DIRECTIONS FOR THIS TASK: Where a line of the material contains the string "below", copy that line.

RAW DATA:
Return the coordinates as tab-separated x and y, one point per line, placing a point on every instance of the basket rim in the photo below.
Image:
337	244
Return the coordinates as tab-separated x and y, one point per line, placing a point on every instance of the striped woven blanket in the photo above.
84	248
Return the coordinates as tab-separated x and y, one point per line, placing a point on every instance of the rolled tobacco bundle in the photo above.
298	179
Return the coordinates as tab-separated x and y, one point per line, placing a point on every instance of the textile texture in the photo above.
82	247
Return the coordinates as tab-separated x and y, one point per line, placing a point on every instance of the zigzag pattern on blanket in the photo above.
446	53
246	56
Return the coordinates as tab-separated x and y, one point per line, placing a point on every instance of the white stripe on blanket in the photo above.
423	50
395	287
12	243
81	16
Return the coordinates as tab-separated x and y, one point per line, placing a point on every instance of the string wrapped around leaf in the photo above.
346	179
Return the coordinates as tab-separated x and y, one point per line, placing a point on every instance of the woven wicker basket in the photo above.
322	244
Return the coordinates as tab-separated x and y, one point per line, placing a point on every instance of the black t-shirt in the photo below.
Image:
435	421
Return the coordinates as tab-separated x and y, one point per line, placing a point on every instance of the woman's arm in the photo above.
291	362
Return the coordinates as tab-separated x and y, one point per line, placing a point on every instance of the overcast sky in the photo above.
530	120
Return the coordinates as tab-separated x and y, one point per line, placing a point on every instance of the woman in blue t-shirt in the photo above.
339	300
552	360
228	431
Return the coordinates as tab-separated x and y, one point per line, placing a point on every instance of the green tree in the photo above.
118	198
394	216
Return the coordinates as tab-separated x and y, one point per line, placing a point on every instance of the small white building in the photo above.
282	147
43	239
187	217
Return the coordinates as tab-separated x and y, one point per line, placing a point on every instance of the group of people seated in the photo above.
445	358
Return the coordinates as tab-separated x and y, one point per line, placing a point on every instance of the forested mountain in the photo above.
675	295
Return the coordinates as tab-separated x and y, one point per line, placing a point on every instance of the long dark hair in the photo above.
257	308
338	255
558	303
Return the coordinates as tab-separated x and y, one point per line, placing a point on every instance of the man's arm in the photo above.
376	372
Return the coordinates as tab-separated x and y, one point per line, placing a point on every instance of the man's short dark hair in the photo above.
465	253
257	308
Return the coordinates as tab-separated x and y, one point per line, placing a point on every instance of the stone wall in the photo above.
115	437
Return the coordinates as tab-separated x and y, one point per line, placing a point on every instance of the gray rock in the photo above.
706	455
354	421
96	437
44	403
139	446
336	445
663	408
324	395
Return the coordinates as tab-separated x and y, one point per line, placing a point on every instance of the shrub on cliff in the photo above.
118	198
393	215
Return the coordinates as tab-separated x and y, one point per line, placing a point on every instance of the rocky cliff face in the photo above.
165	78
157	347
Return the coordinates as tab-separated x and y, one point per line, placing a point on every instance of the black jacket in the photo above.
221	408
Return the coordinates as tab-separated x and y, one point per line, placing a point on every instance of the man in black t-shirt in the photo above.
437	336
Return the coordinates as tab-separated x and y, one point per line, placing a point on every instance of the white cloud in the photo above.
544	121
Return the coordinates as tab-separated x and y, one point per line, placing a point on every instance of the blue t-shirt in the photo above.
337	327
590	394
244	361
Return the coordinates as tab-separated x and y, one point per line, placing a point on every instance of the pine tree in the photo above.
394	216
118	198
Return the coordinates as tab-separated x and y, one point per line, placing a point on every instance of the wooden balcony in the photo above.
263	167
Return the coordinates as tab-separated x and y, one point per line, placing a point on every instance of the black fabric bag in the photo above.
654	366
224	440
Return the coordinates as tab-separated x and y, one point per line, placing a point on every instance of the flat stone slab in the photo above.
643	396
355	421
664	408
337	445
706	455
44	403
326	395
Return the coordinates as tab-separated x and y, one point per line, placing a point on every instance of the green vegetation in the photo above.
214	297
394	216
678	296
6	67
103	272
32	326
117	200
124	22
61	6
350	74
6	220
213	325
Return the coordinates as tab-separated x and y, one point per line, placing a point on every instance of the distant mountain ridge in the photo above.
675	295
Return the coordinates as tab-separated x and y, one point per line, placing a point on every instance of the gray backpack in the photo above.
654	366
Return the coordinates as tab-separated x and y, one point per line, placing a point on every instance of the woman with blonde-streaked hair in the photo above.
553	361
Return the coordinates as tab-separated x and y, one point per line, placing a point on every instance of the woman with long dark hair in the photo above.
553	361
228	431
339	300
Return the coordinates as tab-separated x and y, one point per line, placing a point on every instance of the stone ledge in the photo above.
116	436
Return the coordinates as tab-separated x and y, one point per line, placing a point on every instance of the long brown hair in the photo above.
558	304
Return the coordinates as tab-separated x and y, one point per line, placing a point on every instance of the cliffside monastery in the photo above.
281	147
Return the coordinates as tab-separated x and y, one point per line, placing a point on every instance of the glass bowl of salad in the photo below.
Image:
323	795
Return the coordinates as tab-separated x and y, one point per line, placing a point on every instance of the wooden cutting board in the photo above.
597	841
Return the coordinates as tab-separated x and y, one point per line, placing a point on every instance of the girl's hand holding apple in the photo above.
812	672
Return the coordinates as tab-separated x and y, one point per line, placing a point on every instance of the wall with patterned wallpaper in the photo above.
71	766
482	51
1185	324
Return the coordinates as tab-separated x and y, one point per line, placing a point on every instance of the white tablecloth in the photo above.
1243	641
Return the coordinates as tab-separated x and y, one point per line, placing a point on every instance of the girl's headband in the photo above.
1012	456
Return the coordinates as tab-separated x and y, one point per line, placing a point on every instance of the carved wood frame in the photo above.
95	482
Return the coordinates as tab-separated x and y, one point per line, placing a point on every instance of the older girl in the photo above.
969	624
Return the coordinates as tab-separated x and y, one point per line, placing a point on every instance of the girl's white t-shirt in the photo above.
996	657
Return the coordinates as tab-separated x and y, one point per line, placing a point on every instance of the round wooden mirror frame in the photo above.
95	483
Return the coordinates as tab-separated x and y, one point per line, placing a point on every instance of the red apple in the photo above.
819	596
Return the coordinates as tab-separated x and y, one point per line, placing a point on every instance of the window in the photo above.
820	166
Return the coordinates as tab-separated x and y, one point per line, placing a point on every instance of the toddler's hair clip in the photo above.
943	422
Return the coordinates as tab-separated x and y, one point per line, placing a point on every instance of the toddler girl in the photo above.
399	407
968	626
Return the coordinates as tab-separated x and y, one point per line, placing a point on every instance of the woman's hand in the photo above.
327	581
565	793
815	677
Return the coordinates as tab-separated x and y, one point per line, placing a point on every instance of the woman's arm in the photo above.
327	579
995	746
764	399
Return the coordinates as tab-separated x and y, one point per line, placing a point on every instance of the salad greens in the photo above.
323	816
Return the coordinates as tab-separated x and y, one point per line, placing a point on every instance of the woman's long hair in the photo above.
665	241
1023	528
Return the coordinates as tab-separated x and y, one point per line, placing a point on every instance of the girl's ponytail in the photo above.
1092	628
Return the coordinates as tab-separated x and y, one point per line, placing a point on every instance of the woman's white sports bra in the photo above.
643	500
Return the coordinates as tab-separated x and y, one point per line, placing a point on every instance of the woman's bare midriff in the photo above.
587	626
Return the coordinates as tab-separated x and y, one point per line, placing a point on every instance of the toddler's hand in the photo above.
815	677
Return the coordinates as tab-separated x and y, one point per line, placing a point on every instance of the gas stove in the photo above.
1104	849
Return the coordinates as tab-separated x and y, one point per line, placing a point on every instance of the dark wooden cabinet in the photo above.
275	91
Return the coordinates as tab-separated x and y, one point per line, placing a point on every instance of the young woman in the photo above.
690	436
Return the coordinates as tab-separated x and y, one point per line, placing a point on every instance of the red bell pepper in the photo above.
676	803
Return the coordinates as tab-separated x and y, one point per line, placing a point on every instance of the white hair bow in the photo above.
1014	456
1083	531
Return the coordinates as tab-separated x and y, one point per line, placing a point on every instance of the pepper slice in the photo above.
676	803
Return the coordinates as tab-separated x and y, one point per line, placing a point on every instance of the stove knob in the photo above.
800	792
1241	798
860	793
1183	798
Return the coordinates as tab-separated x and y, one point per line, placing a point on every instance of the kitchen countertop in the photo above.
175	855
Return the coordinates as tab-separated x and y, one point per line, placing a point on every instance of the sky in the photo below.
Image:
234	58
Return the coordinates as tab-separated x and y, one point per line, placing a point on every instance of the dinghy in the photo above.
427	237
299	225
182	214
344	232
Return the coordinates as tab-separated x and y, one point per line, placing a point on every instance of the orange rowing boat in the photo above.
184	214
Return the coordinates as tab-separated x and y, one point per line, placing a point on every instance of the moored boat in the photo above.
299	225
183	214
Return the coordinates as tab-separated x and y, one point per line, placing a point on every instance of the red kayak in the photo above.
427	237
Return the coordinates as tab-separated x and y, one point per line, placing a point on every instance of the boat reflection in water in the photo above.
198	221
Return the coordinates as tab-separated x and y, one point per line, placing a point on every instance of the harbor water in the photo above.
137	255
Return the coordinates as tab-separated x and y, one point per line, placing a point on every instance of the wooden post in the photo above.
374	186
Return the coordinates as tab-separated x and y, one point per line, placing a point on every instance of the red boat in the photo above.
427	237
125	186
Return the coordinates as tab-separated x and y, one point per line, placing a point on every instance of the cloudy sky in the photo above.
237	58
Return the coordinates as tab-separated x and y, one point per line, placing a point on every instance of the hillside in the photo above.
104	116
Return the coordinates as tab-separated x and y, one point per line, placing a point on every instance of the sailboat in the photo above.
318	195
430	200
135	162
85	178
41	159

SOLUTION:
Return the coordinates as tab-separated x and y, one point per line, placing a point on every instance of the basket rim in the photo below.
Return the coordinates as tab-separated x and y, one point per line, placing a point on every instance of the black t-shirt in the photo below.
Return the coordinates as tab-separated x and y, one point per line, placing a point on every instance of the glass bowl of salad in the photo below.
Return the coordinates as tab-separated x and y, one point per line, placing a point on every instance of the sky in the photo below.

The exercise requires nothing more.